## Task objective:
Output the listing below as a Markdown table with two columns, Row for the running number and Line for the line itself. Leave out any blank lines.

--- Start of Record list ---

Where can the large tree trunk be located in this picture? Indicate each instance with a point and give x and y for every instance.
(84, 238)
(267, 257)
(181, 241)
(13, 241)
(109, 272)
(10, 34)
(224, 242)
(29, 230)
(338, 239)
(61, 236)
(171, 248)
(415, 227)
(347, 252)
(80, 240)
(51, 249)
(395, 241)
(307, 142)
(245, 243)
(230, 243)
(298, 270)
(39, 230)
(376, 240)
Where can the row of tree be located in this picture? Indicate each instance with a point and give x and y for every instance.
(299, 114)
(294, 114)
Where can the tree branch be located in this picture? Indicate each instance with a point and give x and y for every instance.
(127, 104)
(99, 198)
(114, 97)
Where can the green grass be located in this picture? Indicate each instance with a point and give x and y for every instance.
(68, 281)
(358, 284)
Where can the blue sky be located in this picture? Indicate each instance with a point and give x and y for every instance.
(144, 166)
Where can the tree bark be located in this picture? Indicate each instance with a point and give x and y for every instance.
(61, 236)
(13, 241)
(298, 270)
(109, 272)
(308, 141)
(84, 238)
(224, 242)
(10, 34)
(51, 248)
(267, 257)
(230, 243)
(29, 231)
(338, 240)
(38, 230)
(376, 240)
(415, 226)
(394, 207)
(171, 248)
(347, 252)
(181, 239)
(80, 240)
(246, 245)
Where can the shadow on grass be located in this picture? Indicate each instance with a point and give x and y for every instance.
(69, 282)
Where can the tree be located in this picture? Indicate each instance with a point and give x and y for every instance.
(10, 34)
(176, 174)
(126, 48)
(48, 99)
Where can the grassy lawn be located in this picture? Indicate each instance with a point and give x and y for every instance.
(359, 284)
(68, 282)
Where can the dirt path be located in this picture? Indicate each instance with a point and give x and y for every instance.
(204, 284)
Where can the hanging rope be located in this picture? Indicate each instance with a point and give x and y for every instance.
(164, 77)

--- End of Record list ---

## Written solution:
| Row | Line |
|---|---|
| 1 | Where can the large tree trunk be located in this picture? Indicate each instance with a point and give x and y for every instance. |
| 2 | (84, 238) |
| 3 | (267, 257) |
| 4 | (181, 241) |
| 5 | (13, 241) |
| 6 | (109, 272) |
| 7 | (10, 34) |
| 8 | (224, 242) |
| 9 | (29, 230) |
| 10 | (338, 239) |
| 11 | (61, 236) |
| 12 | (171, 248) |
| 13 | (415, 227) |
| 14 | (347, 252) |
| 15 | (80, 240) |
| 16 | (51, 249) |
| 17 | (395, 241) |
| 18 | (307, 142) |
| 19 | (245, 243) |
| 20 | (230, 243) |
| 21 | (298, 270) |
| 22 | (39, 230) |
| 23 | (376, 240) |
| 24 | Where can the row of tree be located in this picture? Indicate each instance with a point and give x and y for every instance. |
| 25 | (299, 114) |
| 26 | (294, 114) |
| 27 | Where can the tree branch be located in this picture? Indicate each instance with a point and give x and y for every instance. |
| 28 | (127, 104) |
| 29 | (99, 198) |
| 30 | (114, 97) |
| 31 | Where can the green grass be located in this picture? Indicate each instance with a point and give x and y for every instance. |
| 32 | (68, 281) |
| 33 | (358, 284) |
| 34 | Where can the blue sky be located in this picture? Indicate each instance with a point and give x and y for every instance. |
| 35 | (144, 166) |
| 36 | Where can the tree bark be located in this picture? Indicate each instance with a point and give x and y for every instance. |
| 37 | (61, 236) |
| 38 | (13, 241) |
| 39 | (298, 270) |
| 40 | (109, 272) |
| 41 | (308, 141) |
| 42 | (84, 238) |
| 43 | (224, 242) |
| 44 | (10, 34) |
| 45 | (51, 248) |
| 46 | (267, 257) |
| 47 | (230, 243) |
| 48 | (29, 231) |
| 49 | (338, 240) |
| 50 | (38, 230) |
| 51 | (376, 240) |
| 52 | (415, 226) |
| 53 | (394, 207) |
| 54 | (171, 248) |
| 55 | (347, 252) |
| 56 | (181, 239) |
| 57 | (80, 240) |
| 58 | (246, 245) |
| 59 | Where can the shadow on grass be located in this picture? Indicate each instance with a point and give x and y for every instance. |
| 60 | (69, 282) |
| 61 | Where can the tree be located in this picture? Indicate each instance with a point and give x and y for every instance. |
| 62 | (10, 34) |
| 63 | (176, 174) |
| 64 | (126, 48) |
| 65 | (48, 99) |
| 66 | Where can the grassy lawn be located in this picture? Indicate each instance with a point and give x and y for every instance. |
| 67 | (359, 284) |
| 68 | (68, 282) |
| 69 | Where can the dirt path be located in this picture? Indicate each instance with a point and give x and y for every instance. |
| 70 | (204, 284) |
| 71 | Where can the hanging rope be located in this picture? Indicate each instance with a point and give x and y for every instance. |
| 72 | (164, 77) |